(Given instruction) Which lines of the data contain the word "crouching"? Copy each of those lines.

[Photo-based point labeling data]
---
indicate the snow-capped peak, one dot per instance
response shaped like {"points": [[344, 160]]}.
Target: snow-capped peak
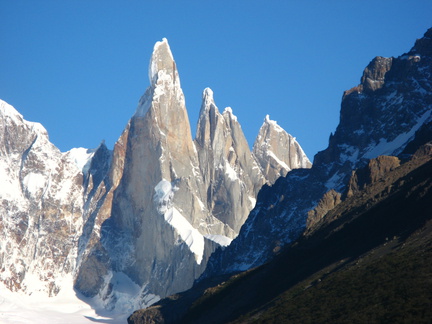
{"points": [[161, 60]]}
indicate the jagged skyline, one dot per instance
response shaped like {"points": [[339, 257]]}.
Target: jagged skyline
{"points": [[80, 69]]}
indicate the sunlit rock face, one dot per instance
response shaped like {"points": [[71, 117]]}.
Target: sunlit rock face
{"points": [[277, 152], [169, 200], [388, 113], [41, 206], [137, 223]]}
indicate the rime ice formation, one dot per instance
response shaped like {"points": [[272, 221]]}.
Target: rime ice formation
{"points": [[136, 223]]}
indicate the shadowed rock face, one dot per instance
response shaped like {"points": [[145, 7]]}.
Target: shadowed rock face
{"points": [[361, 253], [135, 223], [41, 207], [380, 116], [168, 201]]}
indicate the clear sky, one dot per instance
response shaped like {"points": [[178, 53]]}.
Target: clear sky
{"points": [[80, 67]]}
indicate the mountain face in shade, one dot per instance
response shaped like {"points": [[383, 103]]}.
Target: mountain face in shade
{"points": [[388, 113], [137, 223]]}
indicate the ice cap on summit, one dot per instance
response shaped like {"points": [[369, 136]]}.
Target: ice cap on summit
{"points": [[162, 60]]}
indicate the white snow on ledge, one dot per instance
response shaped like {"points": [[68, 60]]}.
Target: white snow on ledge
{"points": [[66, 307], [164, 194], [389, 148]]}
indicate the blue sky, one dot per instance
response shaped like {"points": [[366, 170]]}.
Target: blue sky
{"points": [[80, 67]]}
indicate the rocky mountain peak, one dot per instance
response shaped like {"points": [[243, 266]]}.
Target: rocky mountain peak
{"points": [[277, 152], [374, 75], [162, 63]]}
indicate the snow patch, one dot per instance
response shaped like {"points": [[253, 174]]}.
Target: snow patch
{"points": [[383, 147], [163, 196], [222, 240], [38, 308], [81, 157]]}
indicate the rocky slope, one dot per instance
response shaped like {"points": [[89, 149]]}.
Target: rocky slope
{"points": [[380, 116], [41, 206], [137, 223], [364, 261]]}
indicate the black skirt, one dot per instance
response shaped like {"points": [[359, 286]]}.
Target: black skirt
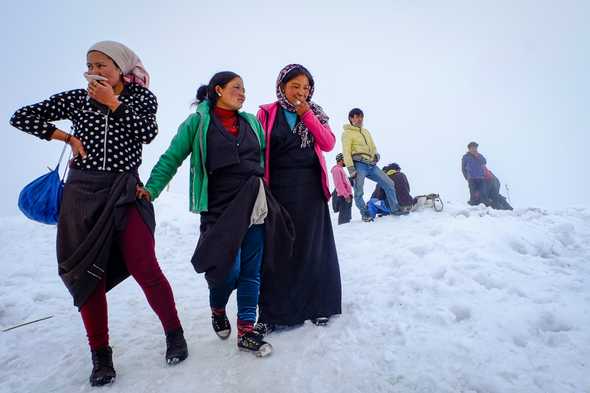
{"points": [[307, 285], [92, 215]]}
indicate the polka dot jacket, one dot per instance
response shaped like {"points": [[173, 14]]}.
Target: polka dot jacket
{"points": [[112, 140]]}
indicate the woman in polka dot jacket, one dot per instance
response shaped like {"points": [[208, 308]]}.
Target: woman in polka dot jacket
{"points": [[104, 233]]}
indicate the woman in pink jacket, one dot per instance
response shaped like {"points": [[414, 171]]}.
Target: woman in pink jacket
{"points": [[307, 286]]}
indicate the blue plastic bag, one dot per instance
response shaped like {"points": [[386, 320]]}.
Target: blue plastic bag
{"points": [[40, 200]]}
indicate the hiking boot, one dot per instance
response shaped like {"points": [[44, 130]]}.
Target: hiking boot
{"points": [[264, 328], [253, 342], [176, 348], [320, 321], [221, 325], [400, 213], [102, 367], [367, 218]]}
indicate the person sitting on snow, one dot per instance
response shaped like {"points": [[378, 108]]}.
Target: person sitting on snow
{"points": [[343, 198], [402, 187], [360, 158], [473, 168]]}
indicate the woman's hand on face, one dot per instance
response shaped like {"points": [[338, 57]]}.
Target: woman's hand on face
{"points": [[142, 193], [77, 148], [103, 93], [301, 107]]}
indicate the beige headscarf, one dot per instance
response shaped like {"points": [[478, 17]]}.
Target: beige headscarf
{"points": [[129, 63]]}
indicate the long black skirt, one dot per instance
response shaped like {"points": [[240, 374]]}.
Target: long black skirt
{"points": [[307, 285]]}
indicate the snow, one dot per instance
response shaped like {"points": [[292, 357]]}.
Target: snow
{"points": [[467, 300]]}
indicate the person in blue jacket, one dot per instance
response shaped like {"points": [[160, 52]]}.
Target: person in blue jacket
{"points": [[473, 168]]}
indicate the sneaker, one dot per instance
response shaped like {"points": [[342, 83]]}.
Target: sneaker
{"points": [[102, 367], [253, 342], [264, 328], [176, 348], [320, 321], [221, 325]]}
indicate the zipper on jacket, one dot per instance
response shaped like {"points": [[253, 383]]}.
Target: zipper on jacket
{"points": [[106, 129]]}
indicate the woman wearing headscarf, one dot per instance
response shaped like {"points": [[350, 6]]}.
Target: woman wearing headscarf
{"points": [[305, 286], [239, 219], [104, 233]]}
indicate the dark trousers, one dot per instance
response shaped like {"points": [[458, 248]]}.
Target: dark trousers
{"points": [[138, 249], [477, 191], [344, 211]]}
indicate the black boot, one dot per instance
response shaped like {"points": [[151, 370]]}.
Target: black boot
{"points": [[320, 321], [264, 328], [221, 325], [176, 348], [254, 342], [102, 367]]}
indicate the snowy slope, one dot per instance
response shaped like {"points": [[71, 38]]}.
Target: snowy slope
{"points": [[468, 300]]}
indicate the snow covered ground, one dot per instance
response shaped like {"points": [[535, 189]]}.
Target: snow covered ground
{"points": [[467, 300]]}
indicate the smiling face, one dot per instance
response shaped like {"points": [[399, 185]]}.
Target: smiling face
{"points": [[357, 120], [232, 96], [297, 89], [100, 64]]}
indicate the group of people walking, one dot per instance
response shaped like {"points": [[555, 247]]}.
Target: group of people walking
{"points": [[259, 183]]}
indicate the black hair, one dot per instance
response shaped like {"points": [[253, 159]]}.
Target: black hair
{"points": [[207, 92], [355, 112], [295, 72]]}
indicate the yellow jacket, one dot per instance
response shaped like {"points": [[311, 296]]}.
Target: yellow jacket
{"points": [[357, 142]]}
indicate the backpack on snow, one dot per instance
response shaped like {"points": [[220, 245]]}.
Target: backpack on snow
{"points": [[429, 200]]}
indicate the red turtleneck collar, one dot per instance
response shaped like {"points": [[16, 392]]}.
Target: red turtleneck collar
{"points": [[228, 118]]}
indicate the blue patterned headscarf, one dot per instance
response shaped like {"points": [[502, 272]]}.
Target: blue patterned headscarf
{"points": [[300, 128]]}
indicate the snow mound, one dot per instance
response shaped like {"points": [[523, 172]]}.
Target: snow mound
{"points": [[467, 300]]}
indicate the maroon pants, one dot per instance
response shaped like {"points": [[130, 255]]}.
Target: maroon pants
{"points": [[138, 248]]}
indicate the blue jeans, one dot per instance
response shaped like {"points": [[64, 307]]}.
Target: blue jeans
{"points": [[245, 276], [374, 173]]}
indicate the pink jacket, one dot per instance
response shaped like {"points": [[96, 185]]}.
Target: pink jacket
{"points": [[323, 136], [343, 187]]}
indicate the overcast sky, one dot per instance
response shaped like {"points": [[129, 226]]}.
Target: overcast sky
{"points": [[429, 75]]}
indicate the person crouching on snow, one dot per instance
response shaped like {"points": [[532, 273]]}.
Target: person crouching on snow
{"points": [[104, 233], [361, 157], [473, 167], [402, 187], [226, 187]]}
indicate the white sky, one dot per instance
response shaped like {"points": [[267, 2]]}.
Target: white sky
{"points": [[430, 76]]}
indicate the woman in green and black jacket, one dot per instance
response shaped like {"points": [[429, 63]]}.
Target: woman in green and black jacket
{"points": [[226, 169]]}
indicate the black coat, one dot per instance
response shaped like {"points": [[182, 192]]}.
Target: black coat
{"points": [[219, 244], [93, 211], [402, 190]]}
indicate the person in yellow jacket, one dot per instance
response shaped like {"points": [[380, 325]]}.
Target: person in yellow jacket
{"points": [[360, 158]]}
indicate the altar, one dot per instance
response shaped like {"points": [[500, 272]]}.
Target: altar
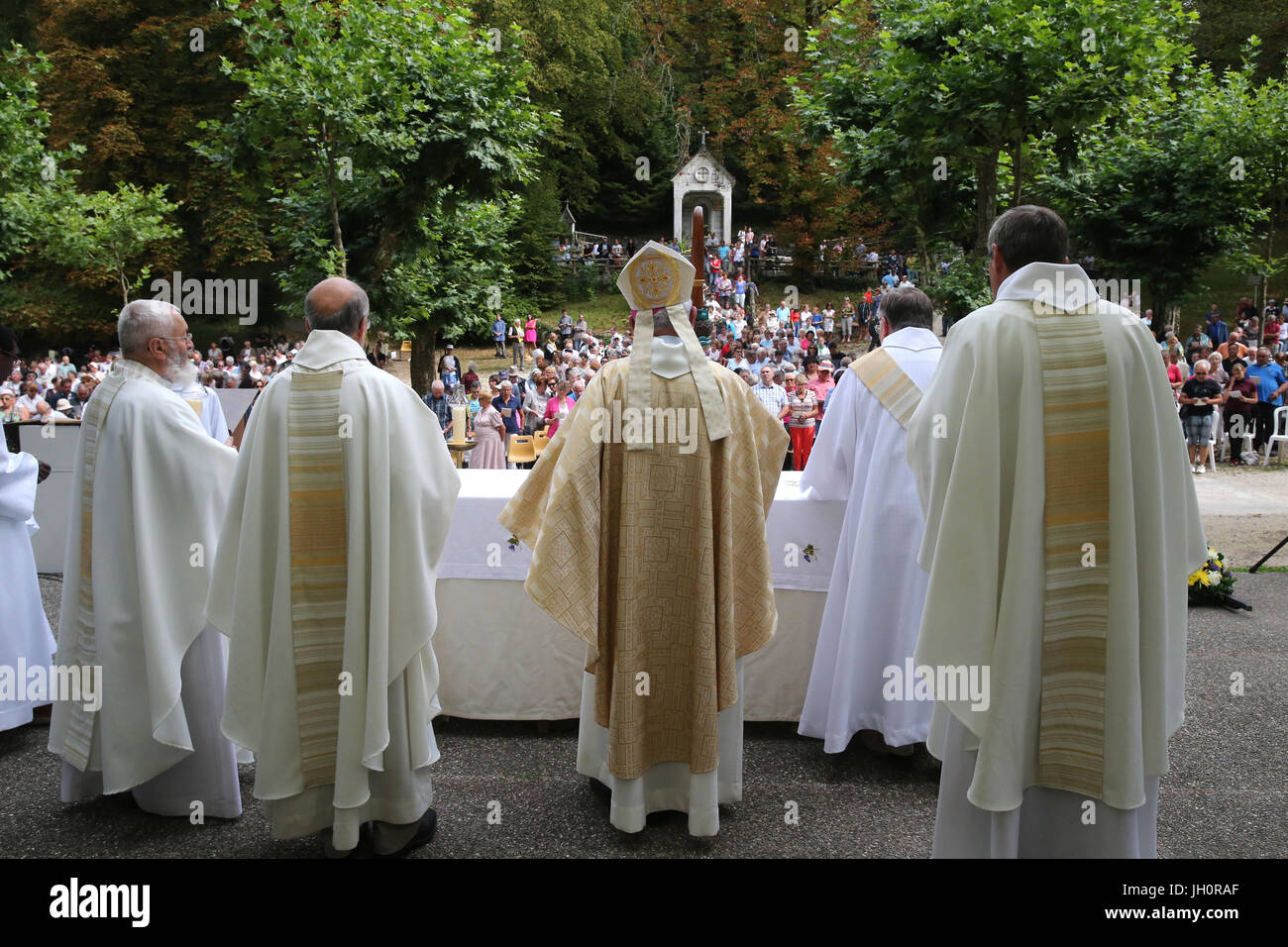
---
(Correct response)
indicate the person crouching on snow, one dot per instance
Target: person crouching on snow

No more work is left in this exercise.